▶ **Task description**
Render the lines below, from the one containing "Each instance of the shanty" through the one containing "POLYGON ((123 92, 123", inclusive, as a Markdown table with the columns Row and Line. Number the rows in order and leave out any blank lines.

══ Extracted information

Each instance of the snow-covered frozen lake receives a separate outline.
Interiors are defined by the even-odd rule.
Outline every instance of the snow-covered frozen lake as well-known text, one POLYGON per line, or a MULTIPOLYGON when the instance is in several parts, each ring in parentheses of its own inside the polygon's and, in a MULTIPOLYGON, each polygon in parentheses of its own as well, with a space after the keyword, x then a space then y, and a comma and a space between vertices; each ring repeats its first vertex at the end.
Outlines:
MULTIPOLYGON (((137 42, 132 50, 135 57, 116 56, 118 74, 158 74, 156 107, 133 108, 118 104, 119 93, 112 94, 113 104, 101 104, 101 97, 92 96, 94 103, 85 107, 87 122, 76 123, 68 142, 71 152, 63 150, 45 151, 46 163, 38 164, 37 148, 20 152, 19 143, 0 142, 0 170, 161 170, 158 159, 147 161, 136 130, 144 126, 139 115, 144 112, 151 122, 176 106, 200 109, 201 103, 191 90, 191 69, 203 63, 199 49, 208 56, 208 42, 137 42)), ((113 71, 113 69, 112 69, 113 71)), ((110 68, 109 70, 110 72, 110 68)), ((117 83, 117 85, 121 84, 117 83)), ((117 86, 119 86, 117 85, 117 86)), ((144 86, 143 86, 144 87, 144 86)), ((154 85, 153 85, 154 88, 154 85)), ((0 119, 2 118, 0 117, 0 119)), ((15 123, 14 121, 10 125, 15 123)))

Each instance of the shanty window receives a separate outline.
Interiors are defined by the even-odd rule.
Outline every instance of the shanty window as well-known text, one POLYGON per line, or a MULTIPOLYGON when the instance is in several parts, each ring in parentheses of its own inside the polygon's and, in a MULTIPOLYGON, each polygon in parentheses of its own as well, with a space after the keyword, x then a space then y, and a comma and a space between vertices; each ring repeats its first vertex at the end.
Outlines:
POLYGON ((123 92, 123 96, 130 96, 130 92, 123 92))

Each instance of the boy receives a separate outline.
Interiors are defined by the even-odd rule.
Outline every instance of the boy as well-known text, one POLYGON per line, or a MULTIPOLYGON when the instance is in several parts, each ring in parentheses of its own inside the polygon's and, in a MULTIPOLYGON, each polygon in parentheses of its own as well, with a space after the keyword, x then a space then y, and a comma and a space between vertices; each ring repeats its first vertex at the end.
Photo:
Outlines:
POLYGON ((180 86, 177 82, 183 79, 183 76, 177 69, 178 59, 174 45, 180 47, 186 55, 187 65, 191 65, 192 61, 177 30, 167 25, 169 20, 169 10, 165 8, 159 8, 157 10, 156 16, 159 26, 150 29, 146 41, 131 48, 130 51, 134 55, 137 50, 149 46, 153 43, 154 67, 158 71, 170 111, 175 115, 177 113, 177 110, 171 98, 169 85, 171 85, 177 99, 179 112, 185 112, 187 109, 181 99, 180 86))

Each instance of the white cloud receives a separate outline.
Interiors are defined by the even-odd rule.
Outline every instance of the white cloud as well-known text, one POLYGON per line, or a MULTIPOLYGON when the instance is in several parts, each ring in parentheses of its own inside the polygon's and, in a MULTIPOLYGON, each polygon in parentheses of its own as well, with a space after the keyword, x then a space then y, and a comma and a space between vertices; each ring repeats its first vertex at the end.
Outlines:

════

▶ **Exercise answer**
| Row | Line |
|---|---|
| 1 | Each instance of the shanty window receives a separate outline. |
| 2 | Interiors are defined by the even-odd rule. |
| 3 | Outline every instance of the shanty window as well-known text, one POLYGON per line, or a MULTIPOLYGON when the instance is in several parts, each ring in parentheses of its own inside the polygon's and, in a MULTIPOLYGON, each polygon in parentheses of its own as well, with a space after the keyword, x then a space then y, and a comma and a space between vertices; each ring repeats its first vertex at the end. |
| 4 | Outlines: |
| 5 | POLYGON ((123 92, 123 96, 130 96, 130 92, 123 92)) |